## Stated problem 1:
In the production review, which actor plays Feste?
## Stated problem 2:
Translate this sentence from the production review into French: "It all makes for a rather uneven production, but I do like it anyhow."

## Source extract:
+-------+

The main plot is well performed as well, with plenty of good moments for the three major characters. I do have a quibble in that the fourth, Sebastian, is mostly MIA for the majority of the production. While Viola’s carrying messages to Olivia and chatting with her in the garden, and then fencing with Orsino and being his buddy, Sebastian is… um. Hanging out with the sea captain? He doesn’t get much face time. In the interests of all things being equal, I’d have liked to see more with him to build up his side of the mistaken identity thing the way Viola’s side is. But really, it’s a minor quibble. The story as told here is much about Viola. It’s done more for drama than laughs and while it’s not my favorite choice, it is an interesting one. The idea of this young woman, hiding herself as a man in order to be allowed to do things a young woman could not? That’s great! Sure, it was intended as humor by Shakespeare, but in light of the fact that there are still women today who have to disguise themselves as male in order to do things like work and shop, there’s the potential for some drama there too, and Imogen Stubbs does an excellent job with Viola, playing off both Toby Stephens as Orsino and Helena Bonham Carter as Olivia.
The trouble with playing the main plot as a drama/romance is that it all comes back to comedy at the end, with the mistaken identities leading to accusations and a marriage Viola doesn’t know about and the eventual reveal. And then there’s the bit where Olivia’s all “Oh, so you’re not the man I’m in love with? Oh well, you look similar enough!” to Sebastian. That’s a plot thread tied up in a big floppy bow as only a comedy can, though it is aided quite a bit by the casting of Stephen Mackintosh as Sebastian, whom I’d never have pegged as having a resemblance to Imogen Stubbs, but it works quite well really. Anyhow, it somewhat dismisses the whole idea of the romances being played at all seriously. And then there’s Ben Kingsley as Feste, the fool, narrating and poking his nose in and singing little ditties. It all makes for a rather uneven production, but I do like it anyhow.
I like it because aside from the B plot, which is objectionable to me mostly because it comes off as mean-spirited bullying, there’s little in here that makes me have to accept something that skeeves me on the basis of the time period it’s from. I don’t have to swallow the “Hero would be better off dead” crap from Much Ado About Nothing, or the horribly racist bits of Merchant of Venice, or the utter misogyny of Taming of the Shrew. And I enjoy parts of all of those, but I have to grit my teeth and repeat ‘time period’ at least a little for each. I don’t have to do this here. Olivia’s pestered by a man she’s not interested in, sure, but she doesn’t end up marrying him anyhow. She makes her own choice. Sure, it’s a bizarre choice, but it’s hers. Viola isn’t decried as a whore for dressing as a man. And really, she’s quite a sympathetic character. Almost everyone is. I love that. So I’m willing to overlook the decisions to play up the drama and push the comedy to the background. I get what the intent was and I appreciate it. And I do so enjoy watching some Shakespeare without wincing.

+-------+

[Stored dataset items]
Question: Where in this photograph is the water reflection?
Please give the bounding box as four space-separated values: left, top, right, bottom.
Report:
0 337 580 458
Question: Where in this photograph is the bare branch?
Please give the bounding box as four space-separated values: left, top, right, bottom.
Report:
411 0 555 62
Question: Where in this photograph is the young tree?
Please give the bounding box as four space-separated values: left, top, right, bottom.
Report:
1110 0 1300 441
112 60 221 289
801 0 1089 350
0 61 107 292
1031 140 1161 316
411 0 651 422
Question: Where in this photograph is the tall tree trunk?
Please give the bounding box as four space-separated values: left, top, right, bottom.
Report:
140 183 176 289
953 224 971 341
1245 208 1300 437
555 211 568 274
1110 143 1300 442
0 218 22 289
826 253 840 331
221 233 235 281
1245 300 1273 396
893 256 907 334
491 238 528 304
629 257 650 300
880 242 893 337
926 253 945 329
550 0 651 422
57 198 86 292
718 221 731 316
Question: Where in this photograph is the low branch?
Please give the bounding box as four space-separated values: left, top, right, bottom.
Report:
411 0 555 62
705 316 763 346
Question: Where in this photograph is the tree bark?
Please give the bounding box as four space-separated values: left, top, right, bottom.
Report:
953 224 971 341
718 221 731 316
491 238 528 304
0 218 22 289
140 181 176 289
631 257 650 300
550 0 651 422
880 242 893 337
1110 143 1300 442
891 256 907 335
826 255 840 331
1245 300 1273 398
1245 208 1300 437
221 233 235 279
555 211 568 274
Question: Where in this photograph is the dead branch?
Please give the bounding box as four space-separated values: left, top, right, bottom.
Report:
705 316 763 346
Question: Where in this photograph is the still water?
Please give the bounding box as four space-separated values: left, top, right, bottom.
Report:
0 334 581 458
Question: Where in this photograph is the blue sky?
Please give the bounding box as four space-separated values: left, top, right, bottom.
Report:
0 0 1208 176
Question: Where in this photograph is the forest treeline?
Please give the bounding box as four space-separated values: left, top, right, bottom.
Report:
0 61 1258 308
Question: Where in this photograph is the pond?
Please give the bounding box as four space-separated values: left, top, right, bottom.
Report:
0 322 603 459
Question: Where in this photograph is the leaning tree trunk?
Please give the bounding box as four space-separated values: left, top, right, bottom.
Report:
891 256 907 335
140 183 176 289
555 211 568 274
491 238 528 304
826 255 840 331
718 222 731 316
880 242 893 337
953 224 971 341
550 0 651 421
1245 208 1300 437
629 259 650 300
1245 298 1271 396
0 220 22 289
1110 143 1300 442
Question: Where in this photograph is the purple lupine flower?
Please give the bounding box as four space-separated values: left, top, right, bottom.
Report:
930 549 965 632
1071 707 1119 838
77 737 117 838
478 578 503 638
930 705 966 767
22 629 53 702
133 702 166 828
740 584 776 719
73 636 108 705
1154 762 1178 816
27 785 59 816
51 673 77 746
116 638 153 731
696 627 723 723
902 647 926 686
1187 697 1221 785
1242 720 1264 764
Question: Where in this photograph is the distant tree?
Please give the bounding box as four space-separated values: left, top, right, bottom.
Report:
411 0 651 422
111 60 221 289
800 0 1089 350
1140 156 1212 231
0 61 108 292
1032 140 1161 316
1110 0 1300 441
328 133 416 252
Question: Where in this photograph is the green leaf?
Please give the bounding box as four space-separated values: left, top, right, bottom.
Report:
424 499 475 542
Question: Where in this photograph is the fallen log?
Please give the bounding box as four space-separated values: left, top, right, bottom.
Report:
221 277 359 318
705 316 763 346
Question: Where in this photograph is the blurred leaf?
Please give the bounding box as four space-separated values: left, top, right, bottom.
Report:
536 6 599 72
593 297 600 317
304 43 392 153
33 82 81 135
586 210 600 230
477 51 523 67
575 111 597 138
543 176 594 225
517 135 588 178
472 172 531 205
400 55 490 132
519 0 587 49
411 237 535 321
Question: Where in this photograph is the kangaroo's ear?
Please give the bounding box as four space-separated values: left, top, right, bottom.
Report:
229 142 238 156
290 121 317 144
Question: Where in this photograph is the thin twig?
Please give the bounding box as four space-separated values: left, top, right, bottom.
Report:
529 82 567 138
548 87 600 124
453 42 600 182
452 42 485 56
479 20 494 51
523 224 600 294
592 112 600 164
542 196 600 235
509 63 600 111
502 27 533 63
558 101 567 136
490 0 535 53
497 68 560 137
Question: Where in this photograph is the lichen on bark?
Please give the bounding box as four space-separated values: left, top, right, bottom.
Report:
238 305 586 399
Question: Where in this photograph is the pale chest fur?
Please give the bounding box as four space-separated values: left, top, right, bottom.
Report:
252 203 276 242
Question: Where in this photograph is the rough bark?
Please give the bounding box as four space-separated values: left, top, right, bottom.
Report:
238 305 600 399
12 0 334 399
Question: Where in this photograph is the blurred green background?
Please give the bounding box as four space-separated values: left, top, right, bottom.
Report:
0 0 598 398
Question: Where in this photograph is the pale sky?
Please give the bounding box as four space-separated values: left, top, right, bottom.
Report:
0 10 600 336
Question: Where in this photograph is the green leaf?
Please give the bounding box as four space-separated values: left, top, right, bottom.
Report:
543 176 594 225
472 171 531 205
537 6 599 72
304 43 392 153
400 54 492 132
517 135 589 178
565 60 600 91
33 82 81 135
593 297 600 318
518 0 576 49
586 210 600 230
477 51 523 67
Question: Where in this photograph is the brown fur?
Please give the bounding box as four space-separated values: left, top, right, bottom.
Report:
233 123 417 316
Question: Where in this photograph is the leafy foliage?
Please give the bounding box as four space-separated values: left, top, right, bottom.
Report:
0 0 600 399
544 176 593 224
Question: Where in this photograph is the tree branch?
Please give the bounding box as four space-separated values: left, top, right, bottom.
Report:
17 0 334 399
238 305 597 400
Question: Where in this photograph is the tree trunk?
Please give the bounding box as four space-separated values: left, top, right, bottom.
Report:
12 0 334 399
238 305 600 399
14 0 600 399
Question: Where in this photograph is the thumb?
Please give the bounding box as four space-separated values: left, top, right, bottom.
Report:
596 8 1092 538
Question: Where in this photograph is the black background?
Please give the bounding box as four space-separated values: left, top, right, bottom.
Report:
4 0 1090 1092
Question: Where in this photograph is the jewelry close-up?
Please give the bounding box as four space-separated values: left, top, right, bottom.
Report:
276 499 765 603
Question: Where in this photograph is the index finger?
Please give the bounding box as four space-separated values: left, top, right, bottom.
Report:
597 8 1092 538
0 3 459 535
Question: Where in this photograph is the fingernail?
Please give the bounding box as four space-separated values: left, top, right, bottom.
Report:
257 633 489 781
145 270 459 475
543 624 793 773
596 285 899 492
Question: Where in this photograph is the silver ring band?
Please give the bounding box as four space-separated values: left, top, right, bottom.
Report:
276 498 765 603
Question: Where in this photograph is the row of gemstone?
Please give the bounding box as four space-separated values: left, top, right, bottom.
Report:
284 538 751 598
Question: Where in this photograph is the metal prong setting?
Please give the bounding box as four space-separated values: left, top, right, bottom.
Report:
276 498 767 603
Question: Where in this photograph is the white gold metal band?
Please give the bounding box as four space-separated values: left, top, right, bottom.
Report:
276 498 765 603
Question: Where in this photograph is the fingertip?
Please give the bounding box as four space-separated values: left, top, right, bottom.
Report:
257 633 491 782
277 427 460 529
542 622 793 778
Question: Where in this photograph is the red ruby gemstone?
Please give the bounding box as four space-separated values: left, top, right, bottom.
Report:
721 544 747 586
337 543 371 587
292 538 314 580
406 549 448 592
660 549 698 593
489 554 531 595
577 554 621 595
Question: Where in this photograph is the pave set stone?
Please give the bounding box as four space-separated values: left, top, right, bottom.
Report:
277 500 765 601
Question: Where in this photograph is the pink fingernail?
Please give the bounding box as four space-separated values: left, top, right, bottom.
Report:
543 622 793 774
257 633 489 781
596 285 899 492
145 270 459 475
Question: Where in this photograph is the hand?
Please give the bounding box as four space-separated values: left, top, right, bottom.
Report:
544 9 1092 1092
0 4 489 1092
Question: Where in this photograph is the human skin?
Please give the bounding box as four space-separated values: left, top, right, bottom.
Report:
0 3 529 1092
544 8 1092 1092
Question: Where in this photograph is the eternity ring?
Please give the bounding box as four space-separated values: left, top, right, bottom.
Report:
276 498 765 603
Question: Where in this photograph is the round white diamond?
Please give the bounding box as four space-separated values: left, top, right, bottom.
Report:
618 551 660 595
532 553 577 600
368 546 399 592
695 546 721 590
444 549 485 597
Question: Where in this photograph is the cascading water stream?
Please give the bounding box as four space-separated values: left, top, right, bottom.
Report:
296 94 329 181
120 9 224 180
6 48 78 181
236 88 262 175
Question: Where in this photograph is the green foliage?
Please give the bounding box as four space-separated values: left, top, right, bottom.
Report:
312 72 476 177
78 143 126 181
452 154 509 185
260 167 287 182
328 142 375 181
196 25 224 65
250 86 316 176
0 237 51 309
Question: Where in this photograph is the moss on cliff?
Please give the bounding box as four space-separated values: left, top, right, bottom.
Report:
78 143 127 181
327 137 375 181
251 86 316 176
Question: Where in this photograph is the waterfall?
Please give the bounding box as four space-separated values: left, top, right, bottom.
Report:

+-------+

## Correct response 1:
Ben Kingsley

## Correct response 2:
Tout cela donne une production plutôt inégale, mais je l’aime bien quand même.